GIVEN PROBLEM
Find the line containing "Could you identify the paddler's" in the material below; copy that line and all following lines exactly.

[Coordinate annotation entries]
********************
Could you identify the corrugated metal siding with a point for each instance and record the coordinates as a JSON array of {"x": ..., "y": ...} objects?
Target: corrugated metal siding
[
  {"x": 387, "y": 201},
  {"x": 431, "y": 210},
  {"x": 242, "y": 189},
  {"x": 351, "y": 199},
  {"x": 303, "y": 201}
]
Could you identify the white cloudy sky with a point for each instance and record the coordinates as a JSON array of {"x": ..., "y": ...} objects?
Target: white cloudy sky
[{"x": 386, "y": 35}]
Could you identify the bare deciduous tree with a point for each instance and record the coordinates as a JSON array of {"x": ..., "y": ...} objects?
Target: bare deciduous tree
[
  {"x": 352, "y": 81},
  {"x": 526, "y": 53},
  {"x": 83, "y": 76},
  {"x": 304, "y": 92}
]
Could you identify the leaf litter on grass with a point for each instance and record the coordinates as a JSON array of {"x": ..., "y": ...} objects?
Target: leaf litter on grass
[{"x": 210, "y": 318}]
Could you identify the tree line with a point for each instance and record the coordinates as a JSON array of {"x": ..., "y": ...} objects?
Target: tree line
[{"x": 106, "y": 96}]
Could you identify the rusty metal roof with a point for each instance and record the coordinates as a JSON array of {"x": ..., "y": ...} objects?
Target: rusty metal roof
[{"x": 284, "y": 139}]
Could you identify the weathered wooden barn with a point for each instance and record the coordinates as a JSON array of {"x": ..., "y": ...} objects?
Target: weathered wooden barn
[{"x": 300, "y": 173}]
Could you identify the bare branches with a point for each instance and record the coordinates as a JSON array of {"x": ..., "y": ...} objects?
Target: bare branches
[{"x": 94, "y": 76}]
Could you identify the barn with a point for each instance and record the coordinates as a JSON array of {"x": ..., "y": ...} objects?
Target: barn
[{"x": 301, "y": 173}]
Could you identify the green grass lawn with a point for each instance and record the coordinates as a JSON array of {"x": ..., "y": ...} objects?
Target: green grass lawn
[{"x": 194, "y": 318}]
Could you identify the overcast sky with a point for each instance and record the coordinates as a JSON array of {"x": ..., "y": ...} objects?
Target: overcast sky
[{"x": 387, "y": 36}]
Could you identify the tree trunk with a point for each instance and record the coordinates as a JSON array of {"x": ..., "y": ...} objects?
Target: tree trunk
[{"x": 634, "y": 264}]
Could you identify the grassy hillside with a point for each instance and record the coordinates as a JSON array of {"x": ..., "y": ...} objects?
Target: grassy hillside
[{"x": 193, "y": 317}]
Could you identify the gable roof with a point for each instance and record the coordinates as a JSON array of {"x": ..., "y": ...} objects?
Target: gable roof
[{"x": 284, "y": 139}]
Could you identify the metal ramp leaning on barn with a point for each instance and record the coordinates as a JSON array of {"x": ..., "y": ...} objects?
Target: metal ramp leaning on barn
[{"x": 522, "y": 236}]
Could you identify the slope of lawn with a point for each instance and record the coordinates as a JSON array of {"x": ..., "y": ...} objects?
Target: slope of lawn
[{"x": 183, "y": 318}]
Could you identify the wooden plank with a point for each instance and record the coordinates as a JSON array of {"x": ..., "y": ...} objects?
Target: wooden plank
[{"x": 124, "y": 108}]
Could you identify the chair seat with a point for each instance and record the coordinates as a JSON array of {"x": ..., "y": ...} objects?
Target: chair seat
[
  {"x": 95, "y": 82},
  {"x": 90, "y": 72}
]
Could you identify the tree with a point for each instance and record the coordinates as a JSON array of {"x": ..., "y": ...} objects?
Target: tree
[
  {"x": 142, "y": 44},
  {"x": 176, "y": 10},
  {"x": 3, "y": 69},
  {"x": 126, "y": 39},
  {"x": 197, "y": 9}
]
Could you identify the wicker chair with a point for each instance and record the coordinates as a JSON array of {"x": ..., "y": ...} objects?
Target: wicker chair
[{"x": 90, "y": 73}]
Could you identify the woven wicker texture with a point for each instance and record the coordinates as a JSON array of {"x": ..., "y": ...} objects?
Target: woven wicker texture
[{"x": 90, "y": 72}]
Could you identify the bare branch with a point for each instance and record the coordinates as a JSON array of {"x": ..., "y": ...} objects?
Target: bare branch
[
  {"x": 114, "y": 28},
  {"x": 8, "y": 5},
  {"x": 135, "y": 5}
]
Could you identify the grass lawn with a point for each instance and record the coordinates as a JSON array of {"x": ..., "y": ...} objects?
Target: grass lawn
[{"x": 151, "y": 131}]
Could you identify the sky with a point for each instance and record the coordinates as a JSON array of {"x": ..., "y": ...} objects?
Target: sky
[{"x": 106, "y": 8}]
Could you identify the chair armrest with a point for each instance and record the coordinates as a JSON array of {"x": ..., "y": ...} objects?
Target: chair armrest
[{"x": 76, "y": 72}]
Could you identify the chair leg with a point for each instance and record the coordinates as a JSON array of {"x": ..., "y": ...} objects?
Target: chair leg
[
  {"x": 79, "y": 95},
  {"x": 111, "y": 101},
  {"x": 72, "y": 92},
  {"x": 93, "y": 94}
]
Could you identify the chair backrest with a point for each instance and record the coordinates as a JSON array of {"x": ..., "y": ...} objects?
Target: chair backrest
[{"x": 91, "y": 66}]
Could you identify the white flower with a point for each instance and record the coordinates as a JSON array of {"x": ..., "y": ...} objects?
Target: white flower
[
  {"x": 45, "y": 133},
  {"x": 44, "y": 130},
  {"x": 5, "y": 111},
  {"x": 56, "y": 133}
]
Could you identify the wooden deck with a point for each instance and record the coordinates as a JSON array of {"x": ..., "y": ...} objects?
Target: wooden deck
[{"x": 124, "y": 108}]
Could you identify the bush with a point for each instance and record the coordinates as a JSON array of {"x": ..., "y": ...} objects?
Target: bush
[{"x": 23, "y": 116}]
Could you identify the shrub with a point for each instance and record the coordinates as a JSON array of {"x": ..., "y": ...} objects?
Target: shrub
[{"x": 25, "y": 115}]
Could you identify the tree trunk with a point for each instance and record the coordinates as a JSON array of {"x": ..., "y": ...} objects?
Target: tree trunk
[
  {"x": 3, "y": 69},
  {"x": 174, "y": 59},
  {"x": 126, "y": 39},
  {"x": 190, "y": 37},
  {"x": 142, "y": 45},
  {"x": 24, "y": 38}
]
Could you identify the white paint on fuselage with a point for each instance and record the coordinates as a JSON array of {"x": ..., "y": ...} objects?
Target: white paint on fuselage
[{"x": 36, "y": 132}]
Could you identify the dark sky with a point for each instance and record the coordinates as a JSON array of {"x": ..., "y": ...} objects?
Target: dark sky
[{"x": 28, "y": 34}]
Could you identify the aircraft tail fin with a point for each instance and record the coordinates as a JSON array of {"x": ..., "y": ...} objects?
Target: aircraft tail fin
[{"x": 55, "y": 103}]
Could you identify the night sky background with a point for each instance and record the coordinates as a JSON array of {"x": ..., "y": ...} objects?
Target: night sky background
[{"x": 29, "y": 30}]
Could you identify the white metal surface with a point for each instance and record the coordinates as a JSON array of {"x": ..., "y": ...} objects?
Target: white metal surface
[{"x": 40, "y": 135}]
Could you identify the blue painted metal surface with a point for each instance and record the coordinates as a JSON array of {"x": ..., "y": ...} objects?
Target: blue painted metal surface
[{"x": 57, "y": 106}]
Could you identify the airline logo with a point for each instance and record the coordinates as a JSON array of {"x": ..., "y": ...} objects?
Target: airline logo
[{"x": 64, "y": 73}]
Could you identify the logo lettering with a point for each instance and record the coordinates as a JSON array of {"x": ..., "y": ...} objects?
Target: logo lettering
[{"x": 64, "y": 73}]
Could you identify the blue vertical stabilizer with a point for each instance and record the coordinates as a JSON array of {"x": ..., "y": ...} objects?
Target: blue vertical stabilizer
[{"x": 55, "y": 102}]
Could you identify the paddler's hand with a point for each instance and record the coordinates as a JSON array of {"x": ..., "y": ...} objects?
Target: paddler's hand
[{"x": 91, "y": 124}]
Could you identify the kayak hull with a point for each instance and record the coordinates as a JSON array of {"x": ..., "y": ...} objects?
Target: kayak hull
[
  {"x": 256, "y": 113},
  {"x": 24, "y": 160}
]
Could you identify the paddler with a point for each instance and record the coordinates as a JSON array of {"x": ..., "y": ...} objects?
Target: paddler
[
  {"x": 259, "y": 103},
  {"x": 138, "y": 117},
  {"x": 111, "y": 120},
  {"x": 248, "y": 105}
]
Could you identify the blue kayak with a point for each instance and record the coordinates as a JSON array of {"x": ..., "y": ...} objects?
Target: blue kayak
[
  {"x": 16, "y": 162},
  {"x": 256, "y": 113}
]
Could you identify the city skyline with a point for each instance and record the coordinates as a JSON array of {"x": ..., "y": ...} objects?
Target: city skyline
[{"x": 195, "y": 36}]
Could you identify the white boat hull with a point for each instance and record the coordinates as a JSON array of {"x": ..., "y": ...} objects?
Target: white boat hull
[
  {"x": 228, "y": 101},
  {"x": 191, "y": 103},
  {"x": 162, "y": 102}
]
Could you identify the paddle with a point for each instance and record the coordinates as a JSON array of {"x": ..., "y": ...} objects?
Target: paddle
********************
ANSWER TO THIS PROBLEM
Could you identify the paddler's hand with a point for each instance and record the coordinates as a JSON array of {"x": ..., "y": ...} objects?
Target: paddler's hand
[{"x": 91, "y": 124}]
Could you identify the kayak hull with a point for each instance and record the coordinates as a JSON array of {"x": ..., "y": ...} objects?
Target: kayak hull
[
  {"x": 256, "y": 113},
  {"x": 24, "y": 160}
]
Could you identify the paddler with a point for each instance and record the coordinates as a JSON array of {"x": ..., "y": ...} objects?
Target: paddler
[
  {"x": 259, "y": 103},
  {"x": 138, "y": 117},
  {"x": 111, "y": 120},
  {"x": 248, "y": 105}
]
Could you identify the blue kayak with a point for each instance and record the coordinates as a JSON array of {"x": ..., "y": ...} objects?
Target: blue kayak
[
  {"x": 16, "y": 162},
  {"x": 256, "y": 113}
]
Could you identify the city skyline with a point for each instance and record the coordinates as a JSON array of {"x": ..., "y": ...} objects?
Target: city skyline
[{"x": 195, "y": 36}]
Could you identify the white boat hull with a point for each instance and record the coordinates as a JSON array of {"x": ..., "y": ...} objects?
Target: white boat hull
[
  {"x": 228, "y": 101},
  {"x": 191, "y": 103},
  {"x": 162, "y": 102}
]
Could you identify the paddle with a point for each instance and record the coordinates as a JSON array of {"x": ..., "y": ...} objects?
Target: paddle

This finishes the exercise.